_MATERIAL PROVIDED_.
Content starts

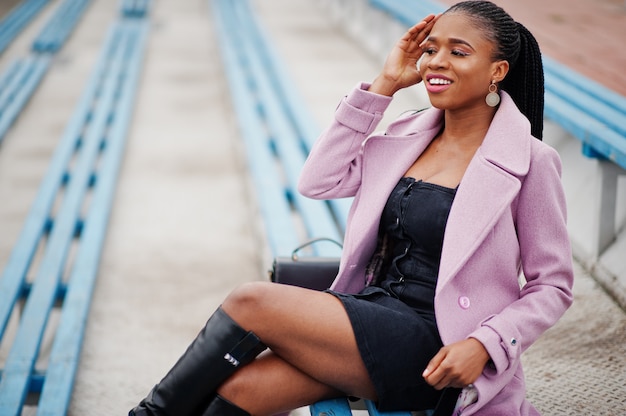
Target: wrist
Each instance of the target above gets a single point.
(383, 86)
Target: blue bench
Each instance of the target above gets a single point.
(47, 284)
(56, 31)
(134, 8)
(278, 132)
(585, 109)
(23, 75)
(17, 19)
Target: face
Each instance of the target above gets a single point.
(457, 66)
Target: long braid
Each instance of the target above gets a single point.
(515, 44)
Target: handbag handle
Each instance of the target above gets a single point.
(294, 253)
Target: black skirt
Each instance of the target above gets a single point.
(396, 343)
(394, 319)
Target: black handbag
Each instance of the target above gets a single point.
(311, 272)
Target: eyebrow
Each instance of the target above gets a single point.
(451, 40)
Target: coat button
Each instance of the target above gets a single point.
(464, 302)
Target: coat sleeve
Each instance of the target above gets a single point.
(332, 169)
(546, 263)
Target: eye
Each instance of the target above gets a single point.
(458, 52)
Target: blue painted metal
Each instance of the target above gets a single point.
(60, 26)
(587, 110)
(265, 101)
(17, 19)
(315, 214)
(332, 407)
(83, 172)
(23, 76)
(65, 352)
(266, 176)
(305, 128)
(22, 79)
(134, 8)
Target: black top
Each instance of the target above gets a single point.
(414, 220)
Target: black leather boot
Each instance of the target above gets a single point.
(222, 407)
(217, 352)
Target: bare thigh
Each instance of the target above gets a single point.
(308, 332)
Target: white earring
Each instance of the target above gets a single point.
(493, 98)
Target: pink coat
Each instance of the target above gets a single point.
(508, 216)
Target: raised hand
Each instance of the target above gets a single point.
(400, 69)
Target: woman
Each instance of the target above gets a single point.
(451, 204)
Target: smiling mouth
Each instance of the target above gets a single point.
(439, 81)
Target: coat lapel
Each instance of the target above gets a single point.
(491, 182)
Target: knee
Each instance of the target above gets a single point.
(247, 299)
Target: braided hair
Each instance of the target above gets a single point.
(515, 44)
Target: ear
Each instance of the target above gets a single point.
(499, 70)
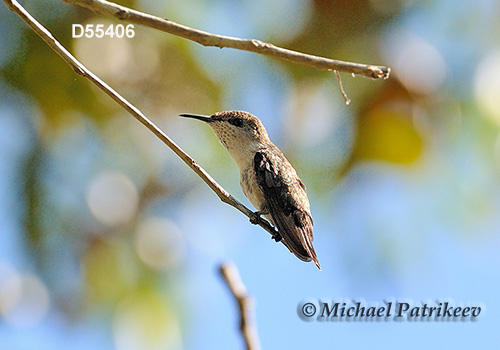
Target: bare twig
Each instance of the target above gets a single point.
(137, 114)
(230, 273)
(341, 87)
(209, 39)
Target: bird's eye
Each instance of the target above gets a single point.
(236, 122)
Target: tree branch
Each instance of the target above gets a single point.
(136, 113)
(230, 273)
(209, 39)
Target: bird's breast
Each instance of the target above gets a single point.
(250, 187)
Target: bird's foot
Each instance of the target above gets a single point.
(255, 218)
(276, 236)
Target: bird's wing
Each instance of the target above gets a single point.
(286, 202)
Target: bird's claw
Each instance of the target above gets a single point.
(255, 218)
(276, 236)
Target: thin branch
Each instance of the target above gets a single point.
(209, 39)
(230, 273)
(341, 87)
(137, 114)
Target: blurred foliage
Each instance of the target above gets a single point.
(86, 153)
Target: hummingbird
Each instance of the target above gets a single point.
(267, 179)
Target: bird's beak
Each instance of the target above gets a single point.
(197, 116)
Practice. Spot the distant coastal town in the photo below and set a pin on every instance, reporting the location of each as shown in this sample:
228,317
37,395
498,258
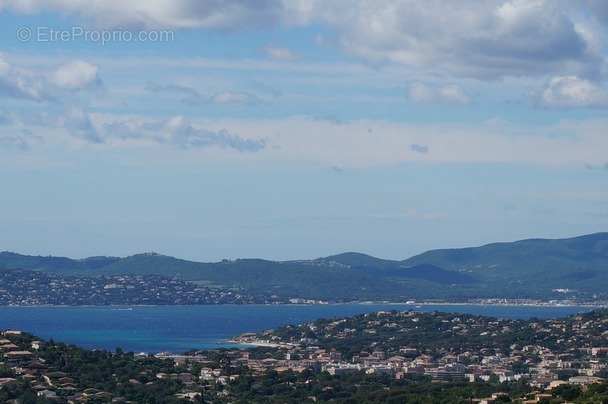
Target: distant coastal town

Content ends

_ACTION ITEM_. From the first line of the entries above down to the line holding "Target: blue painted metal", quote each line exactly and nothing else, skipping pictures.

_THE COMPLETED TASK_.
Target: wrist
Each instance of the target above gets a single point.
(383, 86)
Target: blue bench
Each instance of the target above gets a single point.
(47, 284)
(56, 31)
(134, 8)
(278, 132)
(585, 109)
(23, 75)
(17, 19)
Target: face
Each instance of the target above gets a single point.
(457, 66)
Target: long braid
Each instance of the target above gets a single point.
(515, 44)
Target: handbag handle
Each instance of the target above gets a single point.
(294, 253)
Target: black skirt
Each instance of the target above gets a single point.
(396, 343)
(394, 319)
Target: black handbag
Each instance of the target above gets a single point.
(311, 272)
Target: eyebrow
Each instance of the target above gets a single point.
(451, 40)
Target: coat button
Each instance of the target above gets a single point.
(464, 302)
Target: coat sleeve
Each instance of the target above gets a single point.
(332, 169)
(546, 263)
Target: eye
Each instance of the target above gets a single point.
(458, 52)
Target: blue painted metal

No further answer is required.